[OBJECTIVE] Go through the items below and copy out every line that contains the word "green".

____

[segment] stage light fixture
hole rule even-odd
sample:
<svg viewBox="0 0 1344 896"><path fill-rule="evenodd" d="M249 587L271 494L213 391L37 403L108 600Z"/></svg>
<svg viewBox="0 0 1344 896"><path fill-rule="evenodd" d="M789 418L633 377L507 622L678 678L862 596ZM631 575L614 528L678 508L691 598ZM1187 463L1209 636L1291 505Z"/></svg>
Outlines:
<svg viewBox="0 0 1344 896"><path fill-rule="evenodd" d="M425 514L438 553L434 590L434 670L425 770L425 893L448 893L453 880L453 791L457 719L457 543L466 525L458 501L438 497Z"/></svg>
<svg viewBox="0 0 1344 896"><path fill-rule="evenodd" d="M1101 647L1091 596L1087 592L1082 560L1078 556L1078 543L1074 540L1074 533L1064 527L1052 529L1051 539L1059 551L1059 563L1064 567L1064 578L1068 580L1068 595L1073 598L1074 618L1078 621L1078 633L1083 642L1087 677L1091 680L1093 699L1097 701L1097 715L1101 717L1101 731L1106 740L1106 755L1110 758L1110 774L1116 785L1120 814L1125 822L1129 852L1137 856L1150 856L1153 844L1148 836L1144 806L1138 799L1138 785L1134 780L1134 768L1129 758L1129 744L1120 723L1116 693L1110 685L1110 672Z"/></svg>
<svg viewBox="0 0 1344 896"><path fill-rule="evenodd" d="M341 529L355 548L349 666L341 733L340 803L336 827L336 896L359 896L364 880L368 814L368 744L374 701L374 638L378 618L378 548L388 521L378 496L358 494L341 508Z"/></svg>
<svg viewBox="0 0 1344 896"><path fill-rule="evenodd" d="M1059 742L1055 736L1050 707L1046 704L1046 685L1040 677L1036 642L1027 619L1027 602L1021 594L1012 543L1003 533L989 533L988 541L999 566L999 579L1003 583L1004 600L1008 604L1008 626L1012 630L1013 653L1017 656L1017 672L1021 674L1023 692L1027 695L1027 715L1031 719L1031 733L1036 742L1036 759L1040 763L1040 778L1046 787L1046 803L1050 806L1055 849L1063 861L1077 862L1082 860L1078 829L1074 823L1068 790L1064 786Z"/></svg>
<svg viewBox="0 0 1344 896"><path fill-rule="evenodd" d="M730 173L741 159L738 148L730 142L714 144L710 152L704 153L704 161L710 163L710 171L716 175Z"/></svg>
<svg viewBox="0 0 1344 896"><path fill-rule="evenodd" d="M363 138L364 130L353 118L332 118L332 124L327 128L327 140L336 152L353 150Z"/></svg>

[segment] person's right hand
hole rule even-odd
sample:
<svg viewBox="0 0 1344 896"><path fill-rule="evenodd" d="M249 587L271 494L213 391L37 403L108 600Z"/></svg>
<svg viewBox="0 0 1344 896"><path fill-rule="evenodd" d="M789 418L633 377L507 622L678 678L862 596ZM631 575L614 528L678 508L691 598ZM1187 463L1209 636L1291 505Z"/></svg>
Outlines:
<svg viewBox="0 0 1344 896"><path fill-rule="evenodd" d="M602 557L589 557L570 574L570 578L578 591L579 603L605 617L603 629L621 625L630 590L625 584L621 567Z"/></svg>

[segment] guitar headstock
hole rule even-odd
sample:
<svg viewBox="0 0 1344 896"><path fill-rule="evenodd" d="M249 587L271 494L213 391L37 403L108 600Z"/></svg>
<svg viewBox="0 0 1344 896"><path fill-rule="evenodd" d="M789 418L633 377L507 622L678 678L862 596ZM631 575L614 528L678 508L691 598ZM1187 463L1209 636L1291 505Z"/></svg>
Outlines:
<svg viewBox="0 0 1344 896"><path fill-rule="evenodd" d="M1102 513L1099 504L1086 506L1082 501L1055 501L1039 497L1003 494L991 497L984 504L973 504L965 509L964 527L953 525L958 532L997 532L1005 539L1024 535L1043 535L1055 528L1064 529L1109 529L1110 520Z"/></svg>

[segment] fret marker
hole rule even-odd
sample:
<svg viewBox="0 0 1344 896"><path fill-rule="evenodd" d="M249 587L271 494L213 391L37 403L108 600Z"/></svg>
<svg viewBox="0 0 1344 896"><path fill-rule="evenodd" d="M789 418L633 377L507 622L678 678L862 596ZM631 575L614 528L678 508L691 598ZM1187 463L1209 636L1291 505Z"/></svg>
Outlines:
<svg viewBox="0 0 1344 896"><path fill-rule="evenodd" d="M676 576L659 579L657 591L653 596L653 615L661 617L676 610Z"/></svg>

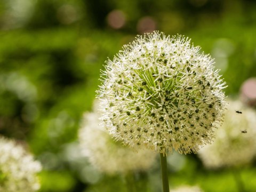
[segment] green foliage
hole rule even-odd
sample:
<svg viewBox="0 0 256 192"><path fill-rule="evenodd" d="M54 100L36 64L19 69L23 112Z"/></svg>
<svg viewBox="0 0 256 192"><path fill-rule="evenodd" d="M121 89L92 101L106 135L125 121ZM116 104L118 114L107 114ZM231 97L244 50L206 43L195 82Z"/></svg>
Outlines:
<svg viewBox="0 0 256 192"><path fill-rule="evenodd" d="M142 17L153 18L165 34L189 36L215 58L228 94L237 95L243 82L256 75L253 1L22 2L28 3L22 4L21 11L26 11L18 17L12 9L17 0L0 2L0 133L26 141L45 166L54 162L40 175L41 191L127 191L119 176L106 175L93 184L82 181L77 177L79 170L60 154L65 145L76 140L105 61L140 33L137 27ZM119 30L107 21L114 9L126 16ZM180 170L170 169L171 188L197 184L205 191L237 190L229 170L205 170L194 157L186 156ZM256 188L255 171L253 165L239 171L248 191ZM136 181L151 186L149 191L157 190L158 181L152 175L159 178L158 173L151 171ZM0 180L3 177L0 172Z"/></svg>

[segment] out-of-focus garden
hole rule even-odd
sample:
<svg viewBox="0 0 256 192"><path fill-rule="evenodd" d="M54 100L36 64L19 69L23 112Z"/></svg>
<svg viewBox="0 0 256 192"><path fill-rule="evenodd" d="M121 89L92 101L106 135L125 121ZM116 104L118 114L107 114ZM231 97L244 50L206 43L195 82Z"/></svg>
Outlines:
<svg viewBox="0 0 256 192"><path fill-rule="evenodd" d="M82 154L77 136L84 113L93 109L105 61L137 34L155 30L191 38L215 58L229 99L255 111L253 0L0 2L0 134L18 141L41 162L39 191L130 191L132 183L138 191L161 191L157 157L147 170L129 172L132 177L109 175ZM241 109L230 113L243 115L235 113ZM251 135L247 123L241 124L238 139L232 142ZM97 145L92 141L87 145ZM256 154L256 147L244 142L234 148ZM218 147L225 148L222 145ZM216 157L212 156L209 157ZM197 155L174 153L167 157L170 188L189 185L204 191L255 191L255 157L209 169Z"/></svg>

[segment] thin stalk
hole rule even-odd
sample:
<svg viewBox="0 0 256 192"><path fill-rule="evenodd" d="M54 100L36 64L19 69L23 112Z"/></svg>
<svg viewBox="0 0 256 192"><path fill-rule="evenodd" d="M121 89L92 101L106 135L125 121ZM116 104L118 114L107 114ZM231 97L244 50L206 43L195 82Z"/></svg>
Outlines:
<svg viewBox="0 0 256 192"><path fill-rule="evenodd" d="M163 153L160 154L161 161L162 180L163 182L163 191L169 192L169 181L168 180L168 174L167 171L166 155Z"/></svg>

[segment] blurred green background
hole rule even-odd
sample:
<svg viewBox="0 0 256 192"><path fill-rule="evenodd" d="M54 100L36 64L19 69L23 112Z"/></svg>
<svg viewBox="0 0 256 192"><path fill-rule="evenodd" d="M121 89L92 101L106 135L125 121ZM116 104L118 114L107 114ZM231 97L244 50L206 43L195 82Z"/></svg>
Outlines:
<svg viewBox="0 0 256 192"><path fill-rule="evenodd" d="M105 61L154 30L187 36L215 58L227 95L256 76L253 0L0 1L0 133L26 141L42 162L41 191L127 191L122 177L95 173L79 155L77 130ZM207 171L194 155L179 158L183 166L170 166L171 185L237 191L230 170ZM250 191L254 165L241 170ZM149 191L161 189L159 166L138 176Z"/></svg>

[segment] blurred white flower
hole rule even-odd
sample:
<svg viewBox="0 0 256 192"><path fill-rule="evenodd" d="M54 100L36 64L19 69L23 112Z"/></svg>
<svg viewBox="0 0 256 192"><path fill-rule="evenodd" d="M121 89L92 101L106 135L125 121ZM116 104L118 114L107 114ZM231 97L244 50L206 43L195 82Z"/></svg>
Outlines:
<svg viewBox="0 0 256 192"><path fill-rule="evenodd" d="M184 36L154 31L108 60L98 94L110 133L163 153L196 153L210 143L226 105L226 83L199 50Z"/></svg>
<svg viewBox="0 0 256 192"><path fill-rule="evenodd" d="M215 140L198 151L209 168L239 166L249 163L256 153L256 112L239 101L229 101ZM236 113L236 111L242 112Z"/></svg>
<svg viewBox="0 0 256 192"><path fill-rule="evenodd" d="M203 190L197 186L184 186L171 189L170 192L203 192Z"/></svg>
<svg viewBox="0 0 256 192"><path fill-rule="evenodd" d="M98 108L98 105L96 103L94 109ZM79 132L82 153L88 157L92 164L109 174L145 170L153 165L155 153L147 149L134 151L115 141L104 127L99 125L100 117L98 112L85 113Z"/></svg>
<svg viewBox="0 0 256 192"><path fill-rule="evenodd" d="M32 192L39 189L37 174L42 169L14 141L0 137L0 191Z"/></svg>

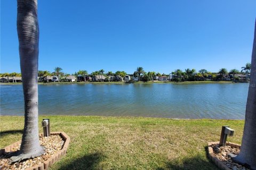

____

[THE REPLY]
[segment] green foliage
[segment] blurred green background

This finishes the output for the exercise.